Dataset entries:

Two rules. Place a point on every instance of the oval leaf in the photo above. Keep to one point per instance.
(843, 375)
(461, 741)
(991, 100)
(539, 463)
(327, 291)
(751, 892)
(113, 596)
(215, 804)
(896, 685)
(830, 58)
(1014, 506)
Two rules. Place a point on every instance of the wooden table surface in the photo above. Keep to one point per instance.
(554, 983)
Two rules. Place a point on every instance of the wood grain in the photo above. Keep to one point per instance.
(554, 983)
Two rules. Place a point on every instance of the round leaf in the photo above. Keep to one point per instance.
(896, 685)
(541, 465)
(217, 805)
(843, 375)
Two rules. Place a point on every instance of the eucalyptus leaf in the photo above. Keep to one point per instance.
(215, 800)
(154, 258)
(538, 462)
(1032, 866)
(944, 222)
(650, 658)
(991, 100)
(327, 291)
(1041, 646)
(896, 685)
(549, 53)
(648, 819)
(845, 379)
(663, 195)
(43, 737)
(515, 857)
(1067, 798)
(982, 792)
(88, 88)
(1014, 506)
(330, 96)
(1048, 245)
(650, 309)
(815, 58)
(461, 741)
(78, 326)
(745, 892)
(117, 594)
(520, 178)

...

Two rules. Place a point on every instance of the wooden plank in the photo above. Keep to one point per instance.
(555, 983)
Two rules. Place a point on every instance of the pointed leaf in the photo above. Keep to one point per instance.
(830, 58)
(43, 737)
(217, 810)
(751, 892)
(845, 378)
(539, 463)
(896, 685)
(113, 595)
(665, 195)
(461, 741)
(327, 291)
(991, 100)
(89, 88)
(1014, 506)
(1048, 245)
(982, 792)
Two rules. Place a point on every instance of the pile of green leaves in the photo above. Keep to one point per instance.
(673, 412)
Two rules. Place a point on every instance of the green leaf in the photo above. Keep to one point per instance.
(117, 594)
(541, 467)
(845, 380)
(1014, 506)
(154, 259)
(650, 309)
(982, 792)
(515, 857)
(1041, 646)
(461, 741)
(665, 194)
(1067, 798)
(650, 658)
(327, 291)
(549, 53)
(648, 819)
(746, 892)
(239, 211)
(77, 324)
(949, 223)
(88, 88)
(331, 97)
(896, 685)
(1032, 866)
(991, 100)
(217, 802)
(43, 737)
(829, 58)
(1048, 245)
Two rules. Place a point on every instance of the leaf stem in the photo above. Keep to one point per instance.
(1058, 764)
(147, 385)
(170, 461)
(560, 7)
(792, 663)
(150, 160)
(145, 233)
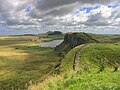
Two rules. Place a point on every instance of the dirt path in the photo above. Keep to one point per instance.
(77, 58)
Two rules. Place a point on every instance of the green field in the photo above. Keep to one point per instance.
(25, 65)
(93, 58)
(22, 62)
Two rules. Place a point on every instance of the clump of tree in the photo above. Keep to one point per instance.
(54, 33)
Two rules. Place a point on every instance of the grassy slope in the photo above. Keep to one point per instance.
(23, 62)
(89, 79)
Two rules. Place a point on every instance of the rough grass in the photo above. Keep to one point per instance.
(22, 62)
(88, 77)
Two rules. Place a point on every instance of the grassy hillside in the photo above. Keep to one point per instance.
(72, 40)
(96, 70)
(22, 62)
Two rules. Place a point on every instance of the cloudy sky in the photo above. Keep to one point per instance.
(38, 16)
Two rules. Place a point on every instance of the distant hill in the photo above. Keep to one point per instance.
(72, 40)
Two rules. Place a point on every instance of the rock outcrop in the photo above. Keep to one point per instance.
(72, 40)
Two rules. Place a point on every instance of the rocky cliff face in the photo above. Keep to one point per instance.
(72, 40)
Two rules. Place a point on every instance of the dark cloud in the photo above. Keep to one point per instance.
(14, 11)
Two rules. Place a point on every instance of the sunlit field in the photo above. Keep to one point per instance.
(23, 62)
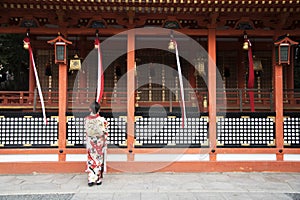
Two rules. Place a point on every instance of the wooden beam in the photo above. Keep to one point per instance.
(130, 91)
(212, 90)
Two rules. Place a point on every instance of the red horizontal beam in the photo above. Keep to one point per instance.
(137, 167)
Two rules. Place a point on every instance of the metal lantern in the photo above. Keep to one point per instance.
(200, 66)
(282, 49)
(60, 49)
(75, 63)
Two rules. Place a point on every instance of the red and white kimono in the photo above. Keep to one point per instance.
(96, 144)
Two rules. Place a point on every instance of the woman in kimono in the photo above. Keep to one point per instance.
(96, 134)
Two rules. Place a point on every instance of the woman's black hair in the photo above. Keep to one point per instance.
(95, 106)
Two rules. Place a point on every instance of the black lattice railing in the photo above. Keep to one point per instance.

==

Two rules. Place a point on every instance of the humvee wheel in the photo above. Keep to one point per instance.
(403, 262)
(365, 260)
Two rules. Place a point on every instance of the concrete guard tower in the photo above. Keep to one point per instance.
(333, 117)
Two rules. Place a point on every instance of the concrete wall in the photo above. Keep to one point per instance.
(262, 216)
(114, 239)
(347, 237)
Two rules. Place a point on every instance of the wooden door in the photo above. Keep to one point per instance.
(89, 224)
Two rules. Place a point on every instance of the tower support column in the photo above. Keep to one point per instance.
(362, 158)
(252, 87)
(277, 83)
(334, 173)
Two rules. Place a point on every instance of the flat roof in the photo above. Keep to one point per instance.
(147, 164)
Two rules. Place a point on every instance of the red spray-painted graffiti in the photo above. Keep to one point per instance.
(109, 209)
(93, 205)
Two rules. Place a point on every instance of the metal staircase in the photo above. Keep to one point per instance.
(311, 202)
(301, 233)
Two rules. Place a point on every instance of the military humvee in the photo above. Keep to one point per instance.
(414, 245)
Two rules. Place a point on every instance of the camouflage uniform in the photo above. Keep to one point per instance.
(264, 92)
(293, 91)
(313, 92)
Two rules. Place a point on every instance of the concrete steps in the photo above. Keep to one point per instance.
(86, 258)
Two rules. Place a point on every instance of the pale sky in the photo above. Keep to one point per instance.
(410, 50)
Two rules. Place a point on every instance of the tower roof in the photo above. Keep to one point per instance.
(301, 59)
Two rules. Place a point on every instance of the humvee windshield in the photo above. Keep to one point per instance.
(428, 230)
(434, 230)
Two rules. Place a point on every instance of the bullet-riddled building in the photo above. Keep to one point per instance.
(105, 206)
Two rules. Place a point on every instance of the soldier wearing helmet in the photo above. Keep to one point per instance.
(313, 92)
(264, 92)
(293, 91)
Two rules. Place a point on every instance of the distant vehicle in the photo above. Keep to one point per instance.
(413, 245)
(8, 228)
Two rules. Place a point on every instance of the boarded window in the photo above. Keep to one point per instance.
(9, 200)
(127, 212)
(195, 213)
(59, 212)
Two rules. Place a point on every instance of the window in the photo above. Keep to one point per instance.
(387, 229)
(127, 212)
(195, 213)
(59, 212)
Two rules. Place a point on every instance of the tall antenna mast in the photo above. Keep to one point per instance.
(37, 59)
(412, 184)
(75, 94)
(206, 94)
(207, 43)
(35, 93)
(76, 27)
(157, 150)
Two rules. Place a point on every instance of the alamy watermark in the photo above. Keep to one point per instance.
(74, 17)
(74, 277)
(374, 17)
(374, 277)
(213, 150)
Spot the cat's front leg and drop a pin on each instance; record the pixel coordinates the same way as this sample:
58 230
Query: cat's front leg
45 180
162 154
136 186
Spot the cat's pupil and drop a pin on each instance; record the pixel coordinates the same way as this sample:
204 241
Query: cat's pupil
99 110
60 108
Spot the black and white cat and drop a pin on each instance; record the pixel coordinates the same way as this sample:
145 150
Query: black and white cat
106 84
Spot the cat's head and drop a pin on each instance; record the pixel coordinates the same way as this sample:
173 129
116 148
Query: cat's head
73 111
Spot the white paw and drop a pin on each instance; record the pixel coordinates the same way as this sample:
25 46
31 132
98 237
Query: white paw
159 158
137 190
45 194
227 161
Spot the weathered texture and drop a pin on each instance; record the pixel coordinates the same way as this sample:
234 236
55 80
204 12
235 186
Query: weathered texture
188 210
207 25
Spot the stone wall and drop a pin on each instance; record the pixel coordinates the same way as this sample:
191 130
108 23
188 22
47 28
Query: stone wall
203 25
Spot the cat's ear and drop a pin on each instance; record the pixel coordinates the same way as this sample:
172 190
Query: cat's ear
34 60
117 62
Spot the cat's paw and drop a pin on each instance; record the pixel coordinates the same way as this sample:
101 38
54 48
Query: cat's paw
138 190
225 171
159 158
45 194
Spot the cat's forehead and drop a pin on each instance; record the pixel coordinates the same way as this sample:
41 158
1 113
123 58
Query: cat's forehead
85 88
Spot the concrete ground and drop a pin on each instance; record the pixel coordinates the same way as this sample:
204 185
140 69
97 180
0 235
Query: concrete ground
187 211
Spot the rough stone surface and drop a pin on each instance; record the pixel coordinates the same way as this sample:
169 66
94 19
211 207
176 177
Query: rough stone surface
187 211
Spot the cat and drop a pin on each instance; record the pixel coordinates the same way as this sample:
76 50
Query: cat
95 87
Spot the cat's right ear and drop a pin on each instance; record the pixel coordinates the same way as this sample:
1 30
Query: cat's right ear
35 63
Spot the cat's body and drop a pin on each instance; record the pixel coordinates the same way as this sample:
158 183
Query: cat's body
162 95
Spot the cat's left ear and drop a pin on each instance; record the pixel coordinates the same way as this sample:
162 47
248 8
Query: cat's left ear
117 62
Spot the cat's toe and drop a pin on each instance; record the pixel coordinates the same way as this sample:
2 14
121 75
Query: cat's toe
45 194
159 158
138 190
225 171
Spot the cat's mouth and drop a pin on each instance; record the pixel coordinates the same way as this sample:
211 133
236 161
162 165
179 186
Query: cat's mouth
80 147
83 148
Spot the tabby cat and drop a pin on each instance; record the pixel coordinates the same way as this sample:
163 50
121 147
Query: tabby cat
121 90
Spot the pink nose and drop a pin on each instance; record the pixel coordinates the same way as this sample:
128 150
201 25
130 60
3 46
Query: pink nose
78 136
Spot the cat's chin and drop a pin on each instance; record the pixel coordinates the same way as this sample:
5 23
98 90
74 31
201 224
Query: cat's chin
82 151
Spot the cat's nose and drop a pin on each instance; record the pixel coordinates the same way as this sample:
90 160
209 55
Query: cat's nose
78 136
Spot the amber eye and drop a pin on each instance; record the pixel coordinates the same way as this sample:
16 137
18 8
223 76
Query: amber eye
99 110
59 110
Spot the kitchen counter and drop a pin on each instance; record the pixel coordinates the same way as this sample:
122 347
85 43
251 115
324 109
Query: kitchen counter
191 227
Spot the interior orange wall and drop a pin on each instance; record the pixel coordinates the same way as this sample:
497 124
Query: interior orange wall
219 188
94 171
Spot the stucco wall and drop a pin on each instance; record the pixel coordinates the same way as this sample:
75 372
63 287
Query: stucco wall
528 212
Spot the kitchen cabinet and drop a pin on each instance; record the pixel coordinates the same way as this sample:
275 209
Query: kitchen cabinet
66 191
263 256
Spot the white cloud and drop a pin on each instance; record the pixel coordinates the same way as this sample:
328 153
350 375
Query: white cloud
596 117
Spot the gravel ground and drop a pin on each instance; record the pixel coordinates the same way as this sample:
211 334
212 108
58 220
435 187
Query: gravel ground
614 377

Your task:
Which lines above run from the one containing "the metal lantern" to the one containing "Two rules. Place a point on every instance of the black"? Give them again exactly, both ends included.

Task answer:
Two rules. Place a point on every instance of the metal lantern in the photo above. Keep to one point per instance.
(200, 66)
(282, 49)
(60, 49)
(75, 63)
Two rules. Place a point on every instance of the red and white kimono in the photo above. Keep to one point per instance.
(96, 144)
Two rules. Place a point on every instance of the woman in kimono in the photo above. Keep to one point per instance.
(96, 134)
Two rules. Place a point on every instance of the woman's black hair in the photo above. Keep to one point per instance.
(95, 106)
Two rules. Place a point on every instance of the black lattice railing in the photo above. Keep to one point per instance.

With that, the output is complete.